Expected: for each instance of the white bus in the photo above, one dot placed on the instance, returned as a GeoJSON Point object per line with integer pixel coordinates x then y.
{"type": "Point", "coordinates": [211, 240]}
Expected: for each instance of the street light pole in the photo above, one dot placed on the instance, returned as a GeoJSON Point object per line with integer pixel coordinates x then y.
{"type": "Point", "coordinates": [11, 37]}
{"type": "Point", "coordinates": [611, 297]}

------

• _Written request_:
Recast every line of the records above as a numbered list, omitting any blank lines.

• _Task result_:
1. Expected: for each instance of the white bus in the photo above, one dot placed on the instance, returned as a GeoJSON Point object per line with integer pixel coordinates x then y.
2. {"type": "Point", "coordinates": [211, 240]}
3. Expected: for each instance of the street light pole in the photo above, one dot placed on the instance, returned as a GeoJSON Point object per line with integer pixel coordinates x then y.
4. {"type": "Point", "coordinates": [11, 37]}
5. {"type": "Point", "coordinates": [611, 297]}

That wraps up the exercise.